* PROBLEM TO WORK ON:
Copy out the part of the records that begins with the line containing "Can you find the blonde" and runs to the end of the records, with no changes.

Records from a point labeling set
* Start *

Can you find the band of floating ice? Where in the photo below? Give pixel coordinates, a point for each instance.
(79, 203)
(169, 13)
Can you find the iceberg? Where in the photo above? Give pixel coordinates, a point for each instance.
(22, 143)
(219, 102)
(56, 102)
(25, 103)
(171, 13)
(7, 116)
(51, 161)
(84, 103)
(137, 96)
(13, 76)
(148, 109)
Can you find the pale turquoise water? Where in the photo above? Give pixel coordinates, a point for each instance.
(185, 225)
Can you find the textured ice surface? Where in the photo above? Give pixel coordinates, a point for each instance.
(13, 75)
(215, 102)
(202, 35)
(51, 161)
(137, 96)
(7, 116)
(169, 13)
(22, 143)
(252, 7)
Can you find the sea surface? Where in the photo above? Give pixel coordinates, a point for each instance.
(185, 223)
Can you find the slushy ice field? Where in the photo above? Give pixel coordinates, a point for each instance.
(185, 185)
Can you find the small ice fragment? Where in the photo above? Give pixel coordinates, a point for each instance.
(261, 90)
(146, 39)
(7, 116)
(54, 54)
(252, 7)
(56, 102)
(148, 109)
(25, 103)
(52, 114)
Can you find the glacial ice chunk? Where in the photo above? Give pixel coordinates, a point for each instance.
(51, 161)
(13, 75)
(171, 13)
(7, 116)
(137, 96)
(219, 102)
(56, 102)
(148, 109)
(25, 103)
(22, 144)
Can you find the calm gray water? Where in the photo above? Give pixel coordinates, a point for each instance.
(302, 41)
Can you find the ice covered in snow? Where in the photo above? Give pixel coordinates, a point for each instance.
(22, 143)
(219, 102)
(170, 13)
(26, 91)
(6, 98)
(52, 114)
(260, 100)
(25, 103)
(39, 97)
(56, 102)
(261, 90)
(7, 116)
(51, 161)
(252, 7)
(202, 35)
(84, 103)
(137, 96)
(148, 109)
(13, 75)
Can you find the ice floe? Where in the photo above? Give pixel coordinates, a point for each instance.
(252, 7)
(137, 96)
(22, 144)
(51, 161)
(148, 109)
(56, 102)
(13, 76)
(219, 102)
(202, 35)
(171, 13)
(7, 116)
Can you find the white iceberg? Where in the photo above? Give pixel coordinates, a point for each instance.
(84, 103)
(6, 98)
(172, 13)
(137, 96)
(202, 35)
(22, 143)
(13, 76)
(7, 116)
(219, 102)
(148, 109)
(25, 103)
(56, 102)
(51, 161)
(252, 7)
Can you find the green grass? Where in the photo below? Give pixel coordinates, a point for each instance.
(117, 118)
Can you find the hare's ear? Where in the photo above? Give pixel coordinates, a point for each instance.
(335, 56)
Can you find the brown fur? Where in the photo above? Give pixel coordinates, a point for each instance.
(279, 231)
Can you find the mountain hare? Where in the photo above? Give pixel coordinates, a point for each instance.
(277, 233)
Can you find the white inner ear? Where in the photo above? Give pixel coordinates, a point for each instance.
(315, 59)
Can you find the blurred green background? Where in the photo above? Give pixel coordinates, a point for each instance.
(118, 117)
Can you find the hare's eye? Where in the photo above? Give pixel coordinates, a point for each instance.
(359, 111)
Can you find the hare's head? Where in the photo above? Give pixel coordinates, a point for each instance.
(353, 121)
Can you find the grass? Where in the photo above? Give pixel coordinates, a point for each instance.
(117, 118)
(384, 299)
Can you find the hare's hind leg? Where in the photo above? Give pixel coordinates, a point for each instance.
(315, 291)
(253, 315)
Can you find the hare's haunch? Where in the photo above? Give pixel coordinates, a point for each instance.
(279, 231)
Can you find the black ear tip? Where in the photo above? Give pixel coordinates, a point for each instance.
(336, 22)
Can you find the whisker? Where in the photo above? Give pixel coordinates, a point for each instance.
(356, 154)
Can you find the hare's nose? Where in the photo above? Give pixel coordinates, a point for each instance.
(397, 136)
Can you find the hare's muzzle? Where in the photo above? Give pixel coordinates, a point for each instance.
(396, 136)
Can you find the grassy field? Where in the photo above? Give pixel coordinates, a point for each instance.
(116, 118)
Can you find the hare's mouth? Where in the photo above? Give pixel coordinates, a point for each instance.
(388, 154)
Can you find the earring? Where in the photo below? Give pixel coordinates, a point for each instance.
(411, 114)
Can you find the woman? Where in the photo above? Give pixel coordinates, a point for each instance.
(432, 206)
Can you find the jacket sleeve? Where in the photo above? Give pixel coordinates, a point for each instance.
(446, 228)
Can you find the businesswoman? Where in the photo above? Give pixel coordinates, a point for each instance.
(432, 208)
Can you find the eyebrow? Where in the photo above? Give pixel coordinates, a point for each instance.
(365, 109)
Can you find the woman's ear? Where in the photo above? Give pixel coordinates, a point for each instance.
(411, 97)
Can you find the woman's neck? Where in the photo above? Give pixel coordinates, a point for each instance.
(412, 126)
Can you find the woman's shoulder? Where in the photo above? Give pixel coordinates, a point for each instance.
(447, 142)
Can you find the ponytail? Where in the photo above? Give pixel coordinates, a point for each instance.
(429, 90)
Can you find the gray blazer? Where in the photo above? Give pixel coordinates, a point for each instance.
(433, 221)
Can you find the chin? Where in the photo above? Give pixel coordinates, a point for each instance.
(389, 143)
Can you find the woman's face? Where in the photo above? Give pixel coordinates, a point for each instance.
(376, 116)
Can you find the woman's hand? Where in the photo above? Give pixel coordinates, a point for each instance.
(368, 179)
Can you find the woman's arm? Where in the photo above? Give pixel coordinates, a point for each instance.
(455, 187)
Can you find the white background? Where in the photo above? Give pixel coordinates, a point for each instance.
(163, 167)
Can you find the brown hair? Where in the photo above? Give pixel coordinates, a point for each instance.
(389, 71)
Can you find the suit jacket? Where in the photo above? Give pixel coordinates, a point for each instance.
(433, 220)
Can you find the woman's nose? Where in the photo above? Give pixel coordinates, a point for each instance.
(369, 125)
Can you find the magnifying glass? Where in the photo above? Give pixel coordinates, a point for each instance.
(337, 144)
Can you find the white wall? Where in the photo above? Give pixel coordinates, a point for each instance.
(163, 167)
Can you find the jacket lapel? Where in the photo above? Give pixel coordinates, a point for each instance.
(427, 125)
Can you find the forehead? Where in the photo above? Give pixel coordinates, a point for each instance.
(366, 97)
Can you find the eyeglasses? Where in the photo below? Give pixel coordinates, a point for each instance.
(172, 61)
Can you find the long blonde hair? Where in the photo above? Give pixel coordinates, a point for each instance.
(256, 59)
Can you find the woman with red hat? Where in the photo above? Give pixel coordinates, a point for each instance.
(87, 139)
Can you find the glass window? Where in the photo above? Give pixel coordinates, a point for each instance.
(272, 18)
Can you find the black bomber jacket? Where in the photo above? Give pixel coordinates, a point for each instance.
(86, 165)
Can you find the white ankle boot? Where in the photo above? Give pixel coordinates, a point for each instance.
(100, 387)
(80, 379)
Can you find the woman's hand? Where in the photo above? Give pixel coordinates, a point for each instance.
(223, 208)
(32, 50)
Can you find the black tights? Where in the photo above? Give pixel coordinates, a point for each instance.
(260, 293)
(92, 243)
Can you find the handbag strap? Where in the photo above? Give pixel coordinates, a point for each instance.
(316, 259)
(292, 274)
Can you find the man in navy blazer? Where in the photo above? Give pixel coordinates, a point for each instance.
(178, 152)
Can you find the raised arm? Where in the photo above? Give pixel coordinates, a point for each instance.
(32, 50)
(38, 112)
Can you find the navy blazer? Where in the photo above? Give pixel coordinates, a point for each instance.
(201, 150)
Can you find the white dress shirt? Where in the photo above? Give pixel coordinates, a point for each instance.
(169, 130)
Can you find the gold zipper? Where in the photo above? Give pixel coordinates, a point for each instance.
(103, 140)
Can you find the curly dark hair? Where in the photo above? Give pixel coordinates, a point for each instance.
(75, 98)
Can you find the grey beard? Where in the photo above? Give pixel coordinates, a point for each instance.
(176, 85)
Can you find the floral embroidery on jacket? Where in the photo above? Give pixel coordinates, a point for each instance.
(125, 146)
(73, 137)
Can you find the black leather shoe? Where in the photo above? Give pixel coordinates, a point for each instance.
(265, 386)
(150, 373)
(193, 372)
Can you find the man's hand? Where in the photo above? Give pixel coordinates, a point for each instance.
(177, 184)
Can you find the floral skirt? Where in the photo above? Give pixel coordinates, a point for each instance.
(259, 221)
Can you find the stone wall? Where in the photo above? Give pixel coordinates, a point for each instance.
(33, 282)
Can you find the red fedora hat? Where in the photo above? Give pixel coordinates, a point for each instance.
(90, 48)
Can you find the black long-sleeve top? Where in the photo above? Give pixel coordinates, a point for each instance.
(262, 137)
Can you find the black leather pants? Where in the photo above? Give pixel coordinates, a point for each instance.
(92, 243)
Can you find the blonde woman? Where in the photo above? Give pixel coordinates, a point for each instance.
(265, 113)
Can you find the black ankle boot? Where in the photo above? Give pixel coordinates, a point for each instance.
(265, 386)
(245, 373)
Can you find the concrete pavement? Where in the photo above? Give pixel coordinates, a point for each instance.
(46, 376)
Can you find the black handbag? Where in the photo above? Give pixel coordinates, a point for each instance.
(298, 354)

* End *

* SOLUTION TO THE EXERCISE:
Can you find the blonde woman? Where in the photo above? Give pixel coordinates, a point for each instance.
(265, 113)
Can you find the black ankle boot? Where in the photo above? Give pixel coordinates, a point for each instance.
(265, 386)
(245, 373)
Can you find the concrete pavement? Where in the photo above? Give pixel coordinates, a point for each instance.
(46, 376)
Can you find the black handbag? Where in the photo above? Give pixel coordinates, a point for each instance.
(298, 354)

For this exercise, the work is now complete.